# START OF DOCUMENT

A long time ago, I came very close to wrecking my car’s engine.

It was a brand new car and as pulled in to fill up the tank, I naturally went to the diesel pump, as my previous car was a diesel.  Of course, my new car had a petrol engine and just before I depressed the pump handle, I realised I was about to make a big mistake.

Fortunately, I managed to stop myself before I did something wrong (I know a few friends who haven’t been so lucky), but whenever I think of Mailchimp’s database and why you really need to understand how it fits together, my mind goes back to that incident with my car.

Just like a car, you need to make sure you put the right thing in the right place, otherwise you’re likely to end up with a few issues.

You wouldn’t put water in a tyre, oil in the gas tank and petrol into the windscreen wiper bottle, you need to make sure you’re putting the right information in the right place in Mailchimp.

# END OF DOCUMENT
# START OF DATASET CONTENT

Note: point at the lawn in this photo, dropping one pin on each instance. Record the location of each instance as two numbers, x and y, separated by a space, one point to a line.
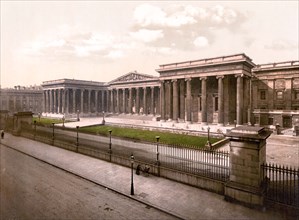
46 121
145 135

# END OF DATASET CONTENT

Please continue the piece about Mailchimp's database, starting right after its final sentence.

EXPECTED OUTPUT:
Mailchimp’s Database

Now I know that it’s likely that some of you may be zoning out already with all this talk about Mailchimp’s database and how to manage and structure data, but I assure you, it’s something you need to understand.

Especially if you’re going to get Mailchimp work really effectively for you.

So, please take the time to finish this article and check out some of my other “Mailchimp fundamentals” so you are in the best position to make the most of our beloved ‘chimp.

So what do you need to know to make the most of Mailchimp?

The Fundamental Building Blocks of your email marketing

When it comes down to it, there are just 6 terms you need to really understand when it comes to the Mailchimp database:

  • Audiences (or lists as we all used to know them by)
  • Records
  • Fields
  • Segments
  • Groups
  • Tags

If you can get your head around these 6 terms it will help you understand how to store the data that you have collected and where to put it to use it effectively, and you’ll be well on your way to success with Mailchimp.

So let’s dig into each to give you the low down…

Audiences – Your List

Up until 2018, Audiences were called lists (just in case you were a bit confused) and they are pretty much the fundamental building block of Mailchimp.

This is your list, your database, the place where all your data is stored.

People ‘subscribe’ and ‘unsubscribe’ from your audience and you get charged (if you pay for Mailchimp) based on the total number of contacts you have in your combined Mailchimp audiences.

You can’t have an email in an audience more than once (but you can have the same email in more than one audience).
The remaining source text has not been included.